*TASK STATEMENT*
Copy out the complete listing, word for word.

*INPUT DATA*
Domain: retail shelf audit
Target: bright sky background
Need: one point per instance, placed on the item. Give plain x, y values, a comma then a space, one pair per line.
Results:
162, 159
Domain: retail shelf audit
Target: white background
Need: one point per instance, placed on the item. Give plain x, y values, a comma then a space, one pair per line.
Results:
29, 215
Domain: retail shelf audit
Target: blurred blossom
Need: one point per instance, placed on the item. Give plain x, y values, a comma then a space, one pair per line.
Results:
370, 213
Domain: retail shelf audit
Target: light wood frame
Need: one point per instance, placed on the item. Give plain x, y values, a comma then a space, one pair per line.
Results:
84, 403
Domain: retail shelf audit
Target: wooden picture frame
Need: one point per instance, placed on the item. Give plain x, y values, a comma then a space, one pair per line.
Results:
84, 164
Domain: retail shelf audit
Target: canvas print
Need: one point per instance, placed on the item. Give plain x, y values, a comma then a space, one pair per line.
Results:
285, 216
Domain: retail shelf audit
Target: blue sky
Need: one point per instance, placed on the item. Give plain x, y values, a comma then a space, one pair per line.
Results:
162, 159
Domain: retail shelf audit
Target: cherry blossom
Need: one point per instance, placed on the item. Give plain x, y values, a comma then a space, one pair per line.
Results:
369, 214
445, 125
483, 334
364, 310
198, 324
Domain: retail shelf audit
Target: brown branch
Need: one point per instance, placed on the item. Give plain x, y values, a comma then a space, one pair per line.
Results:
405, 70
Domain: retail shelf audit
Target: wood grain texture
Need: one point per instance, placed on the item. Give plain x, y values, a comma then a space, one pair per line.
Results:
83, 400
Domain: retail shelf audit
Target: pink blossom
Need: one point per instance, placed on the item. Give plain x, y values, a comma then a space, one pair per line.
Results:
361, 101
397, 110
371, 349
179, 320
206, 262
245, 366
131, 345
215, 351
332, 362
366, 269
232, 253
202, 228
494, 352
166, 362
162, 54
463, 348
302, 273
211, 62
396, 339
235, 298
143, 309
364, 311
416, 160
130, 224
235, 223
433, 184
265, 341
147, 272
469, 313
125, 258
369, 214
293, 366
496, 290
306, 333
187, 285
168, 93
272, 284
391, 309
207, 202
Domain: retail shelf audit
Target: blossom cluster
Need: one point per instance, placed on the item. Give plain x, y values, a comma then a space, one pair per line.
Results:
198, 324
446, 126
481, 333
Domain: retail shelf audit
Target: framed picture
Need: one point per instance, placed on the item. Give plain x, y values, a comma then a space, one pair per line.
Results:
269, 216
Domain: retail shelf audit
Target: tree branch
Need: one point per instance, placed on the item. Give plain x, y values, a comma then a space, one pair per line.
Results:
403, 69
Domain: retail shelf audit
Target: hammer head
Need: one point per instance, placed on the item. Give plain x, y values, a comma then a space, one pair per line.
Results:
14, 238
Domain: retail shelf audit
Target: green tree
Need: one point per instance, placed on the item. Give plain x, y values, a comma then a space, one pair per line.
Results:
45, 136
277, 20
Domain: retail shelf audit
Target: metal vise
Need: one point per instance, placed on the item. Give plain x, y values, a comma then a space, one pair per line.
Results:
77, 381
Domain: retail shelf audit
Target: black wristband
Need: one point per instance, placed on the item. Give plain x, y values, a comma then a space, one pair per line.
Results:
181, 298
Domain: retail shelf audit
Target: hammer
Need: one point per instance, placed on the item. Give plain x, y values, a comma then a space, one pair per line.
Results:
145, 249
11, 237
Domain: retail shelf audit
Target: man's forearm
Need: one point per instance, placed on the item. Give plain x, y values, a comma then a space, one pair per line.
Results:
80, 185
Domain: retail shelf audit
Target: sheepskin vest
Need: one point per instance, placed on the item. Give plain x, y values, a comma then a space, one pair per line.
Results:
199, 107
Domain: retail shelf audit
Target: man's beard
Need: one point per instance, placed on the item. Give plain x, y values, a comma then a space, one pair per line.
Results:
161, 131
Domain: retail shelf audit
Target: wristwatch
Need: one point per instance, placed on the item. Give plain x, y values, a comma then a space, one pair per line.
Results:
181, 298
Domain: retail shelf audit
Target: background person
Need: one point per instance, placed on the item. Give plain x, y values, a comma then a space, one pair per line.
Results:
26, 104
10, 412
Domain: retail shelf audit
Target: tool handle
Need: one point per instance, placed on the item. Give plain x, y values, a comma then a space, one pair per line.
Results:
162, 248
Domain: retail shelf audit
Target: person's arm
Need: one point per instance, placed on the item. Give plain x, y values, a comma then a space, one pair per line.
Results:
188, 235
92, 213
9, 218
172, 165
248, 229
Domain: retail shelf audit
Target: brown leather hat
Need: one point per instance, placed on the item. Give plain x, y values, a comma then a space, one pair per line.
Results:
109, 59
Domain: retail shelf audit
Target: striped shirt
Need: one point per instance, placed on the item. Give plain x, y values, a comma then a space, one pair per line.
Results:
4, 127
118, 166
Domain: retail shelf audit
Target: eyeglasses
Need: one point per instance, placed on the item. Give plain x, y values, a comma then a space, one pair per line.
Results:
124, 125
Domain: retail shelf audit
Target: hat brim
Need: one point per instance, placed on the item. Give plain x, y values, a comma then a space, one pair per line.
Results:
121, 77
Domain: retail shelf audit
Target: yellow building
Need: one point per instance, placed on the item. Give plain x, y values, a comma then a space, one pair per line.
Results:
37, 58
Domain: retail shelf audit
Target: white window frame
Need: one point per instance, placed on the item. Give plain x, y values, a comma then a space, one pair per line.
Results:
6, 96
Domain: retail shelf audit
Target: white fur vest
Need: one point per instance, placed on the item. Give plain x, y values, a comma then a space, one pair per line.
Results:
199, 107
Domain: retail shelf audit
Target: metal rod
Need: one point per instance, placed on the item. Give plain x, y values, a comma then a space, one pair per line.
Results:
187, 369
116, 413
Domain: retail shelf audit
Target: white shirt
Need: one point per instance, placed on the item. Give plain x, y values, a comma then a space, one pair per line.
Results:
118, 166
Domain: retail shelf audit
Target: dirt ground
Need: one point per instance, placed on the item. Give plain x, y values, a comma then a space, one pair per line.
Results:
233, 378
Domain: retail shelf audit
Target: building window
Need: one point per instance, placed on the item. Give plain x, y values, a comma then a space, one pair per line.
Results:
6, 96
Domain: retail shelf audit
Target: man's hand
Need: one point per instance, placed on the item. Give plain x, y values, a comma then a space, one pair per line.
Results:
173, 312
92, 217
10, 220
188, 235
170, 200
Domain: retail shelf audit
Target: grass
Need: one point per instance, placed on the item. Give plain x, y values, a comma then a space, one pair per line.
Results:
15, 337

*TASK RESULT*
Domain: retail shelf audit
Target: bright sky background
Need: one point per instance, placed on the item. Give plain x, y values, a comma then a space, one pair per line.
Results:
162, 159
Domain: retail shelf audit
Target: white background
Need: one point per instance, placed on the item. Give plain x, y values, a comma then a space, one pair per line.
Results:
29, 215
Domain: retail shelf audit
Target: blurred blossom
Need: one point per instance, placed on the item. Give plain x, y values, a comma then a space, one pair per line.
Results:
370, 213
Domain: retail shelf audit
Target: light wood frame
Need: one point per instance, placed on the item. Give plain x, y values, a comma then a space, one pair per line.
Results:
84, 403
Domain: retail shelf audit
Target: wooden picture frame
Need: one point per instance, placed on the item. Give plain x, y values, a comma then a space, one pair per line.
Results:
84, 164
Domain: retail shelf audit
Target: canvas print
Need: one point per instance, placed on the item. Give plain x, y values, a comma then a space, one pair per line.
Results:
285, 216
Domain: retail shelf audit
Target: blue sky
Need: one point per instance, placed on the item. Give plain x, y values, a comma then a space, one pair per line.
Results:
162, 159
Domain: retail shelf audit
Target: cherry blossom
Need: one point per instance, placed on the item. Give plain x, y values, a comma then a space, one pair per line.
Results:
369, 214
445, 125
483, 334
364, 310
198, 324
Domain: retail shelf audit
Target: brown branch
Need: one point per instance, placed on the item. Give plain x, y values, a comma then a space, one pair per line.
Results:
405, 70
Domain: retail shelf audit
Target: wood grain texture
Need: one point per instance, placed on the item. Give plain x, y values, a comma then a space, one pair per line.
Results:
83, 400
Domain: retail shelf audit
Target: pink blossom
Need: one point per instance, placed on the item. Give plain x, y values, a comma then a space, one pair per line.
Results:
361, 101
397, 110
371, 349
179, 320
206, 262
245, 366
131, 345
215, 351
332, 362
366, 269
232, 253
202, 228
494, 352
166, 362
162, 54
463, 348
302, 273
211, 62
396, 339
235, 298
143, 309
364, 311
416, 160
130, 224
235, 223
433, 184
265, 341
147, 272
469, 313
125, 258
369, 214
293, 366
496, 290
306, 333
187, 285
168, 93
272, 284
391, 309
207, 202
Domain: retail shelf audit
Target: blossom cluster
Need: one point per instance, placed on the item. Give plain x, y values, a comma then a space, one pair per line.
Results:
198, 324
446, 126
481, 333
Domain: retail shelf audit
Target: framed picture
Need: one point per instance, placed on the item. Give plain x, y values, a comma then a space, one pair per line.
Results:
269, 216
Domain: retail shelf audit
Target: tree branch
Need: one point per instance, placed on the item. Give plain x, y values, a comma then a space, one pair per line.
Results:
403, 69
Domain: retail shelf audit
Target: hammer head
Need: one point per instance, placed on the item. Give plain x, y values, a comma then a space, one pair per line.
Results:
14, 238
Domain: retail shelf audit
Target: green tree
Need: one point per instance, placed on the item. Give plain x, y values, a comma then a space, one pair per line.
Results:
45, 136
277, 20
Domain: retail shelf audit
Target: metal vise
Need: one point per instance, placed on the item. Give plain x, y values, a comma then a space, one pair per line.
Results:
77, 381
Domain: retail shelf audit
Target: black wristband
Need: one point per instance, placed on the item. Give plain x, y values, a comma then a space, one pair per line.
Results:
181, 298
Domain: retail shelf audit
Target: hammer
Need: one point per instance, placed on the item. Give plain x, y values, a comma then a space, one pair per line.
Results:
145, 249
11, 237
Domain: retail shelf audit
Target: man's forearm
Need: one point per instance, placed on the item. Give plain x, y values, a comma then a space, one pair per line.
Results:
80, 185
Domain: retail shelf audit
Target: sheepskin vest
Need: one point per instance, placed on the item. Give plain x, y values, a comma then a space, one pair per line.
Results:
199, 107
Domain: retail shelf audit
Target: man's beard
Need: one point per instance, placed on the item. Give plain x, y values, a comma then a space, one pair per line.
Results:
161, 131
Domain: retail shelf audit
Target: wristwatch
Need: one point per instance, placed on the item. Give plain x, y values, a comma then a space, one pair per line.
Results:
181, 298
Domain: retail shelf audit
Target: background person
Need: one point per instance, placed on the item. Give plain x, y values, a comma then a space, one pair per line.
Results:
26, 104
10, 412
Domain: retail shelf audit
Target: tool handle
Need: one point per instance, placed on the item. Give plain x, y values, a comma then a space, one pair per line.
Results:
162, 248
Domain: retail shelf audit
Target: person's arm
Need: one point per instance, placed on the item. Give plain x, y values, a comma then a space, one pair per line.
Results:
188, 235
92, 213
9, 218
172, 165
248, 229
Domain: retail shelf audit
Target: brown leather hat
Need: one point per instance, placed on the item. Give plain x, y values, a comma then a space, one pair per line.
Results:
109, 59
Domain: retail shelf audit
Target: striped shirt
Need: one point per instance, placed on the item. Give plain x, y values, a comma then a space, one pair per line.
Results:
4, 127
118, 166
Domain: retail shelf audit
Target: eyeglasses
Need: one point per instance, placed on the item. Give plain x, y values, a comma then a space, one pair per line.
Results:
124, 125
Domain: retail shelf audit
Target: hat brim
Need: one point per instance, placed on the item. Give plain x, y values, a comma then a space, one pair per line.
Results:
121, 77
Domain: retail shelf audit
Target: yellow building
Need: one point per instance, placed on the item. Give plain x, y values, a comma then a space, one pair per line.
Results:
37, 58
Domain: retail shelf audit
Target: white window frame
Need: one point per instance, placed on the item. Give plain x, y values, a comma then a space, one pair per line.
Results:
6, 96
Domain: retail shelf audit
Target: white fur vest
Need: one point per instance, placed on the item. Give plain x, y values, a comma then a space, one pair per line.
Results:
199, 107
Domain: retail shelf audit
Target: metal rod
Need: one point per instance, placed on the item. Give plain x, y values, a comma then a space, one pair per line.
Results:
187, 369
116, 413
Domain: retail shelf audit
Target: white shirt
Need: one point per instance, placed on the item. Give plain x, y values, a comma then a space, one pair per line.
Results:
118, 166
Domain: retail shelf audit
Target: dirt ground
Need: one point per instance, placed on the item. Give plain x, y values, a comma then a space, one pair per line.
Results:
233, 378
Domain: retail shelf audit
Target: building window
Need: one point per instance, placed on the item. Give plain x, y values, a comma then a space, one pair per line.
Results:
6, 96
Domain: retail shelf audit
Target: man's hand
Need: one point per instance, placed on the item. Give plain x, y values, a comma then a space, one pair per line.
Results:
173, 312
92, 217
10, 220
188, 235
170, 200
Domain: retail shelf audit
Target: grass
Need: one point per instance, placed on the item. Give plain x, y values, a comma then a space, one pair per line.
Results:
15, 337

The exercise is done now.